PROBLEM REQUIREMENTS — At the line that contains "Find the submerged", begin setting down every line word for word, and stop after the last line of the listing.

───── DATASET CONTENT

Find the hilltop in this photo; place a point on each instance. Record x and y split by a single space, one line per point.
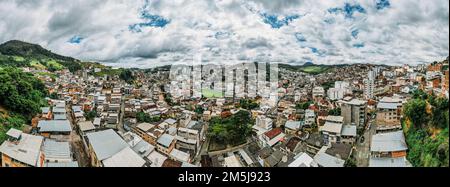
17 53
24 49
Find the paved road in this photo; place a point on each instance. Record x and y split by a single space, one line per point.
203 151
76 142
120 127
363 149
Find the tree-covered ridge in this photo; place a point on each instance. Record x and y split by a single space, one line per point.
426 127
23 49
21 54
21 96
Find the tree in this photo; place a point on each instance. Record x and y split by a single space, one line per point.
415 110
233 130
439 115
21 92
335 112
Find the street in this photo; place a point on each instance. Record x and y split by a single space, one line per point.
362 152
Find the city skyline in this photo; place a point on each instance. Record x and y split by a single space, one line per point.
150 33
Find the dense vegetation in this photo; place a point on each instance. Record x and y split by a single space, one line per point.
21 96
232 130
426 128
21 54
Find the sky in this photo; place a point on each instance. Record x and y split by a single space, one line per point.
148 33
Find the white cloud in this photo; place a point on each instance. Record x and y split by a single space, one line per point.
406 32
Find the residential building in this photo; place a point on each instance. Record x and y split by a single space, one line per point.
331 130
21 150
165 143
389 113
388 150
354 112
107 149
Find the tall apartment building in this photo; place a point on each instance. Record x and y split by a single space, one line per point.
389 113
340 89
354 112
264 122
369 85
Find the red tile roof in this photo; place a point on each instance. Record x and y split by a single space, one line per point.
273 133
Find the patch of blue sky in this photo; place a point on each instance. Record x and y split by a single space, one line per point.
348 10
149 20
382 4
329 20
275 22
300 37
75 39
222 35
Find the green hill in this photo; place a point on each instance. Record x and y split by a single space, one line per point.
22 54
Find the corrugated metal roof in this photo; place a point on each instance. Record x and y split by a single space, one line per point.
54 126
179 155
124 158
295 125
389 162
14 133
388 142
60 117
388 105
86 126
56 150
26 151
331 127
165 140
72 164
106 143
326 160
303 160
348 130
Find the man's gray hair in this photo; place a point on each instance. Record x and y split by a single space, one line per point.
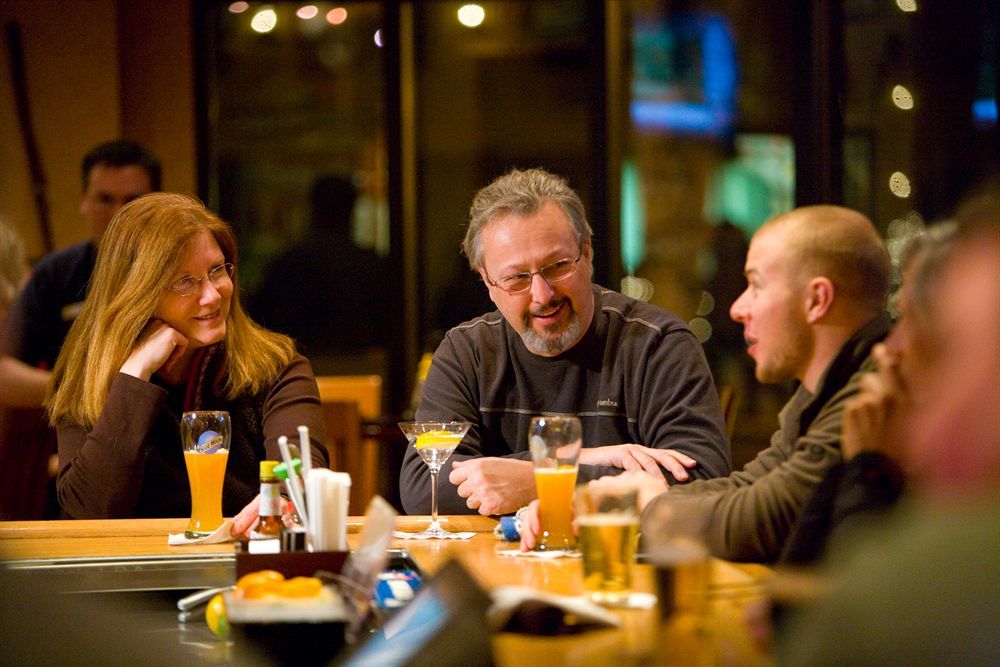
521 193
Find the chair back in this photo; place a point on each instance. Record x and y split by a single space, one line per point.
348 401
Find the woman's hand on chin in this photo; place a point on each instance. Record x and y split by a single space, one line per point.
159 346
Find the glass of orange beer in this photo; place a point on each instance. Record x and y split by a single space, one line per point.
205 437
555 448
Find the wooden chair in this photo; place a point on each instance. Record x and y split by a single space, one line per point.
348 402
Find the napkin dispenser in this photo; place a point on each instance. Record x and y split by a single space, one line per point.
291 563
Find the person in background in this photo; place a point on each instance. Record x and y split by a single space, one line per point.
817 281
114 173
559 344
923 588
160 333
340 300
13 266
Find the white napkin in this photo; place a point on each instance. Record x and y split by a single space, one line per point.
420 536
507 599
551 553
632 601
220 534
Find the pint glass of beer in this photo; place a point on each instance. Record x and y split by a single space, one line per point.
608 525
680 557
205 437
555 447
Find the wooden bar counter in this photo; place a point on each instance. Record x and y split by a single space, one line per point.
721 639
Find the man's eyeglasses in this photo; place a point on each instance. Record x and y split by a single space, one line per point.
517 283
188 285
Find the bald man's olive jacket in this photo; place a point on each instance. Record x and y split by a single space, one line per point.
748 515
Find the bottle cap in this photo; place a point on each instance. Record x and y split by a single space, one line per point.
281 470
267 468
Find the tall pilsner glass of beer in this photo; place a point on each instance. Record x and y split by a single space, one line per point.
608 523
205 436
555 447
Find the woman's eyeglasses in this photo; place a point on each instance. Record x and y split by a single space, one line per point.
188 285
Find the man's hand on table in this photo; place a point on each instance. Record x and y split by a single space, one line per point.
492 485
646 486
246 519
871 418
638 457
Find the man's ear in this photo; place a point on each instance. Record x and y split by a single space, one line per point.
820 294
486 283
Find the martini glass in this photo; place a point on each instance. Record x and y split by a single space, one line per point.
434 441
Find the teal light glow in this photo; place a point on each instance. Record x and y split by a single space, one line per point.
633 231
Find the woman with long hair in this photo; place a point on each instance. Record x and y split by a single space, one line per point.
162 332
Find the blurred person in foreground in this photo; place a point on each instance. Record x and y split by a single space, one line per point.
869 479
817 281
559 344
114 173
162 332
925 587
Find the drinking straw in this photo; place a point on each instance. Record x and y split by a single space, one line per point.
293 482
305 452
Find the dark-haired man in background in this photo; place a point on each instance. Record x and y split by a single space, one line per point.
114 173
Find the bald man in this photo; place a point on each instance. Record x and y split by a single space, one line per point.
817 280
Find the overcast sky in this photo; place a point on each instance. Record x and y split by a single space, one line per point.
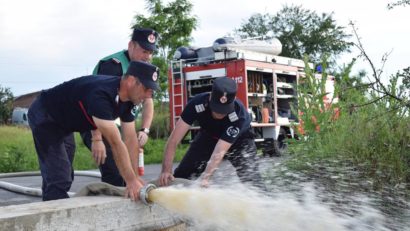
46 42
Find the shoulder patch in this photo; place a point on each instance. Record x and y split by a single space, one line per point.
233 117
199 108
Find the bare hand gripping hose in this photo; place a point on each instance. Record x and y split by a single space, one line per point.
144 193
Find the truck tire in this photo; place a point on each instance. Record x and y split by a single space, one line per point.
277 147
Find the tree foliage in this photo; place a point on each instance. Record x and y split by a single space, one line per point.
6 104
398 3
300 31
175 24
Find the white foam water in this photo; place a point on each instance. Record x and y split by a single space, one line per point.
242 209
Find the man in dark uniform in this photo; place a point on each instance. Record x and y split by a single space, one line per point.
225 132
90 103
140 48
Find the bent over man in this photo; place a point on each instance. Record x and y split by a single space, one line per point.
90 103
140 48
225 132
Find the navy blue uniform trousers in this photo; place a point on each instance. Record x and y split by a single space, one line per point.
242 155
55 149
109 171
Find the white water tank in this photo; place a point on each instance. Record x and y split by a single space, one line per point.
270 47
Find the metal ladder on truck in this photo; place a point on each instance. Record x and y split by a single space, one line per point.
177 89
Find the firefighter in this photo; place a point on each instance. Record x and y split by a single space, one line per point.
90 103
140 48
225 132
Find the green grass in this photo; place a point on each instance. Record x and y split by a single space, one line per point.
17 152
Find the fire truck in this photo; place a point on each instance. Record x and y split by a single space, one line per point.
267 85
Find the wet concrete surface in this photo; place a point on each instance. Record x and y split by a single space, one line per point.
226 174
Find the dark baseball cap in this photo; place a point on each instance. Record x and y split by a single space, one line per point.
146 73
223 95
146 38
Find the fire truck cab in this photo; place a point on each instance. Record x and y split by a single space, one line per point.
267 85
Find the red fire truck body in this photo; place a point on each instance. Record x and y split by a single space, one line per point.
267 86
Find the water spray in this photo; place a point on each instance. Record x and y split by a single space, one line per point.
144 193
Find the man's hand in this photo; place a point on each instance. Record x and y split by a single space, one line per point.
133 188
98 151
142 138
165 178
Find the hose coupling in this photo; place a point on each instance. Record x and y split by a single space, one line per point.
144 193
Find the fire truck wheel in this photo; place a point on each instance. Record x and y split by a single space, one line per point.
277 147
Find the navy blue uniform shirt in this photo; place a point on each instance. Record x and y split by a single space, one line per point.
229 129
72 104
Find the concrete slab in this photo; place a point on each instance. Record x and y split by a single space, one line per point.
87 213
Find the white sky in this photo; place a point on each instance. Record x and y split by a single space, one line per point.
46 42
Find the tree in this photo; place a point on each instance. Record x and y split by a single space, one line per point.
6 104
175 23
301 32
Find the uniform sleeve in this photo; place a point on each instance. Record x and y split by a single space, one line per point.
128 112
189 115
110 67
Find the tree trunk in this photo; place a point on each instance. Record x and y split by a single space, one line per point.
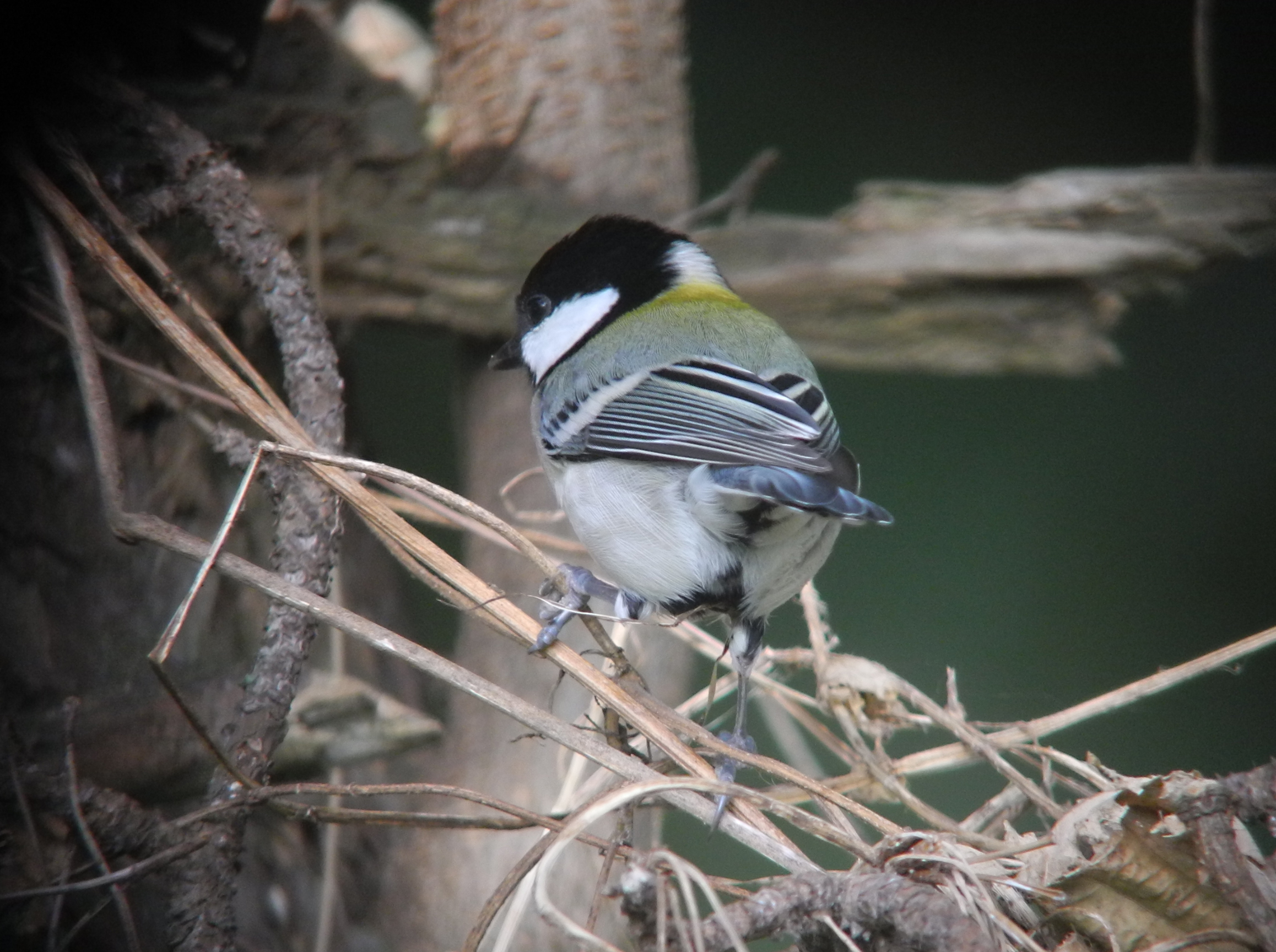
585 102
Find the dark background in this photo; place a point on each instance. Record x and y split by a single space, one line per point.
1056 538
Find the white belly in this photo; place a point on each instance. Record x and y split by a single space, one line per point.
664 535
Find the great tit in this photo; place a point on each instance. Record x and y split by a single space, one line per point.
685 436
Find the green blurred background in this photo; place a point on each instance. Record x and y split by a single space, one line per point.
1055 539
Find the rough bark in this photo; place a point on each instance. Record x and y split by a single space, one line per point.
202 913
581 107
586 100
882 912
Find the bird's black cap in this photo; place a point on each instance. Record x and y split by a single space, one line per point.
609 251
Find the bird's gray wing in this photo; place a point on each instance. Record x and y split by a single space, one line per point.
701 412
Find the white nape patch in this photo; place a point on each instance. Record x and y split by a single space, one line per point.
545 344
692 264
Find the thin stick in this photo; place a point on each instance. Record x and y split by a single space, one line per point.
839 932
951 756
883 775
136 366
437 515
131 872
1202 73
95 852
737 197
29 822
82 922
503 615
507 886
624 832
160 652
979 744
106 455
55 912
1206 936
75 164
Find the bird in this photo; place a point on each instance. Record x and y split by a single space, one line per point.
685 436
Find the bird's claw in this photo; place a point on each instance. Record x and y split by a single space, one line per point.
581 583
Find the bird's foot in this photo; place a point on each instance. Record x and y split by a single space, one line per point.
726 769
581 586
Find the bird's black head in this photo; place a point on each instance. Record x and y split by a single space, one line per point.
609 266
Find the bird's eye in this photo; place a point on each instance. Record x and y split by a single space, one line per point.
538 308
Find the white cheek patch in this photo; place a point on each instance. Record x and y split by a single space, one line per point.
692 264
545 344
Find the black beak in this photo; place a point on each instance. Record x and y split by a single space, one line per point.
510 356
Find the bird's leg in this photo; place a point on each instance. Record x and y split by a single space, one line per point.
581 586
745 643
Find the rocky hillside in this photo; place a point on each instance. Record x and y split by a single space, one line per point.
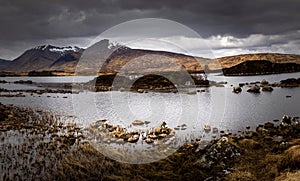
105 56
38 58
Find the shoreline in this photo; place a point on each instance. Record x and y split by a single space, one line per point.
274 148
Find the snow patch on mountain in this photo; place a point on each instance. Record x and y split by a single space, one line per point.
61 50
64 49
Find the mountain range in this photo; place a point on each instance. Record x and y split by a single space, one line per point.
109 57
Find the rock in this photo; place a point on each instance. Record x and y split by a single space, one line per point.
163 135
152 136
140 90
191 92
268 125
237 89
241 84
149 140
267 88
218 152
207 128
286 120
133 139
215 130
138 122
254 89
264 82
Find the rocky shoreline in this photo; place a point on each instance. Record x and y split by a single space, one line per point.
39 145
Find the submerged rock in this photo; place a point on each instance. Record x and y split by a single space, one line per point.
267 88
237 89
218 152
264 82
138 122
254 89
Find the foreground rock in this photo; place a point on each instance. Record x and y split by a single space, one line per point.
46 149
254 89
237 89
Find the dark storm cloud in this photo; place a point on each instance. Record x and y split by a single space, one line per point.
33 21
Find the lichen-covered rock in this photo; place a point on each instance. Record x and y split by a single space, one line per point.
219 152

──────────

ANSWER BOX —
Find the submerged rock in this photo; place a point on each instance. Record x and y split by a single space, one line per point.
267 88
237 89
218 152
264 82
138 122
254 89
Find the foreground rock in this photo; place a point on each instance. Record x and y split by a single space, one line per point.
46 149
254 89
237 89
Find the dark storm cloud in this photo; place a point on each instance. Record x and y split by a single space, one line per point.
33 21
Find the lichen-covered rock in this photo; place a point on each instance. Record x and y split by a single space, one line per point.
219 152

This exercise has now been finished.